**Request**
Echo the material word for word, starting at the line that contains "the utility pole." and ending at the line that contains "[1,113,394,274]", with both of those lines included.
***
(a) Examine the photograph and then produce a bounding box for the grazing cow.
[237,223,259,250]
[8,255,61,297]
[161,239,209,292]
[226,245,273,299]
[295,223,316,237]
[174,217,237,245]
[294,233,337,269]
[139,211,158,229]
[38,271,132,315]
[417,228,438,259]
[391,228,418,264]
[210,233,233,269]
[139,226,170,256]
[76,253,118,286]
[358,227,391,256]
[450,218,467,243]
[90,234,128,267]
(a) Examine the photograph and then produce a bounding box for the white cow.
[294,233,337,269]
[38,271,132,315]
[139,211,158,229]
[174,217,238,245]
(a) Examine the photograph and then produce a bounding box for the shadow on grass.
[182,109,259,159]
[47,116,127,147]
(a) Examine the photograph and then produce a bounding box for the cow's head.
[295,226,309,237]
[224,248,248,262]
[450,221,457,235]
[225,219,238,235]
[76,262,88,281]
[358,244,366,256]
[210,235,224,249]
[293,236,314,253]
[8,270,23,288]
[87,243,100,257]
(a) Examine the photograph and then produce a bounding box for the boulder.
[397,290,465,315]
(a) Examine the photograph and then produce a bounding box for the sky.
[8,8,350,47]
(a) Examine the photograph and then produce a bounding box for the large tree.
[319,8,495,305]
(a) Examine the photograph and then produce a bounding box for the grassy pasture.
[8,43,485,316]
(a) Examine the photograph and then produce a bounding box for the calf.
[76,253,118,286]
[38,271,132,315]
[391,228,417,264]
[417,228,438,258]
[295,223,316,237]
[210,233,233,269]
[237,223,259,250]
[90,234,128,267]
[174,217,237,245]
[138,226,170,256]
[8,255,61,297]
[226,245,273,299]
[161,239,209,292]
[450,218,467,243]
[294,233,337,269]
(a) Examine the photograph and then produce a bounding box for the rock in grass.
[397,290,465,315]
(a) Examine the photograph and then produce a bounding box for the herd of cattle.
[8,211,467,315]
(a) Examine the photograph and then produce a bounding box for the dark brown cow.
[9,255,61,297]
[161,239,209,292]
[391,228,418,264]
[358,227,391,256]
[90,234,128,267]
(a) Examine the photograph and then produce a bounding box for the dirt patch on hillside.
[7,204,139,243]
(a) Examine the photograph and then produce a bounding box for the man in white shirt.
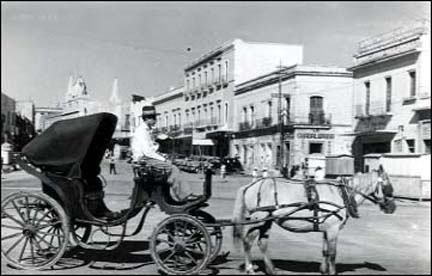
[131,106,197,201]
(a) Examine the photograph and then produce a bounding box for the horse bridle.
[343,177,396,213]
[343,179,393,204]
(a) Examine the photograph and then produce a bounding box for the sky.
[1,1,431,107]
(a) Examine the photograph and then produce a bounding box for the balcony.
[255,117,273,128]
[183,127,193,134]
[355,101,391,118]
[239,122,252,131]
[169,125,182,137]
[309,112,331,125]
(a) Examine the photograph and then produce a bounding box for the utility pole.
[278,61,284,172]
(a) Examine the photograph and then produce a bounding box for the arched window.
[309,96,324,125]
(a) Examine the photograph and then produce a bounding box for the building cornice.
[234,65,353,95]
[347,49,420,72]
[184,39,236,72]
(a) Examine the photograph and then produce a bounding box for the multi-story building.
[16,101,35,124]
[155,39,303,157]
[349,21,431,171]
[231,65,352,171]
[1,92,16,143]
[152,86,186,154]
[15,101,35,151]
[34,106,63,133]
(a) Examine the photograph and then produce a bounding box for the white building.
[230,65,352,171]
[155,39,303,157]
[349,21,431,171]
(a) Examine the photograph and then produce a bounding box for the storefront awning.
[340,129,398,136]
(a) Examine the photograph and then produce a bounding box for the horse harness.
[243,178,352,231]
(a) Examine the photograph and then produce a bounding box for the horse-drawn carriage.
[1,113,222,274]
[1,113,394,274]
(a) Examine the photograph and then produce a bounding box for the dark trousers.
***
**Finished exercise**
(a) Examine the photograph and then produce a bounding box for the utility pole.
[278,61,284,172]
(a) Examine the photograph and then produce a bounding box for the arched window.
[309,96,324,125]
(a) Examine the photograph and then produce a bounding box for the building cornice.
[234,65,353,95]
[347,49,420,72]
[184,39,236,72]
(a) Examine the photograph and then produce a bounding box for the multi-story building.
[16,101,35,124]
[155,39,303,157]
[349,21,431,171]
[231,65,352,171]
[1,92,16,143]
[152,86,186,154]
[15,101,35,151]
[34,106,63,133]
(a) Examine the photograph and then produce a bounding box for the white building.
[230,65,352,171]
[155,39,303,157]
[349,21,431,171]
(a) Examine the photograph and then produce a bounding box for the storefront awning.
[340,129,398,136]
(a) Examine the photograph and then produce a bounding box for the horse harness.
[243,178,352,231]
(a) Examine the photograph and then produce a bounding box for the horse-drawn carriage.
[1,113,222,274]
[1,113,394,274]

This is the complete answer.